Texte cité —
⁂

7. Philippe Mengue, Marcher, courir, nager. Le corps en fuite, 2015.
Philippe Mengue, spécialiste de Sade et de Deleuze, s’intéresse dans ce livre au corps en mouvement. Dans la dernière partie de son livre, il tourne son attention vers le « corps de glisse », celui qui est en jeu dans la nage. Il suggère que la natation, contrairement aux sports dynamiques, met en jeu un désir sans objet. Ses mouvements sont propres à engendrer la seule jouissance du corps. Mengue va même jusqu’à parler de la nage comme « service divin », comme « extase sans dieu ». Dans sa formidable analyse, il consacre des pages passionnantes aux différents types de nage (la brasse, le crawl) et souligne au passage le fantasme de devenir animal, souvent aussi présent (certaines nages ne s’appellent-elles pas « le papillon » ou « le dauphin » ?).

⁂

Consigne —
Prolongez le texte sur le livre de Philippe Mengue consacré au corps en mouvement, en reprenant juste après sa dernière phrase.

Données disponibles —
⁂

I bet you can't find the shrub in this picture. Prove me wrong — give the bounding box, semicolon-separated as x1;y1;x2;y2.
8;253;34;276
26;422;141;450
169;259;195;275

⁂

Corrigé —
8. John Berger, Swimming Pool, 2020 (non traduit, mais certains essais ont paru en français dans Le carnet de Bento et Palabres).
Dans cinq essais tirés de son œuvre et accompagnés de reproductions du travail de son ami Leon Kossoff, le critique d’art anglais John Berger effectue une démarche autobiographique (« la plupart des gens ont leur bar préféré… j’ai ma piscine municipale préférée »), esthétique et également politique. Nager est à ses yeux, en tout cas en piscine, une activité démocratique où chacun pareillement (dés)habillé effectue un même parcours, prenant plaisir à être à la fois anonyme et en compagnie. C’est aussi, selon lui, une activité qui n’est pas sans rapport avec la création littéraire.
Les nageurs professionnels
9. Lynne Cox, Swimming to Antarctica, 2004 (non traduit).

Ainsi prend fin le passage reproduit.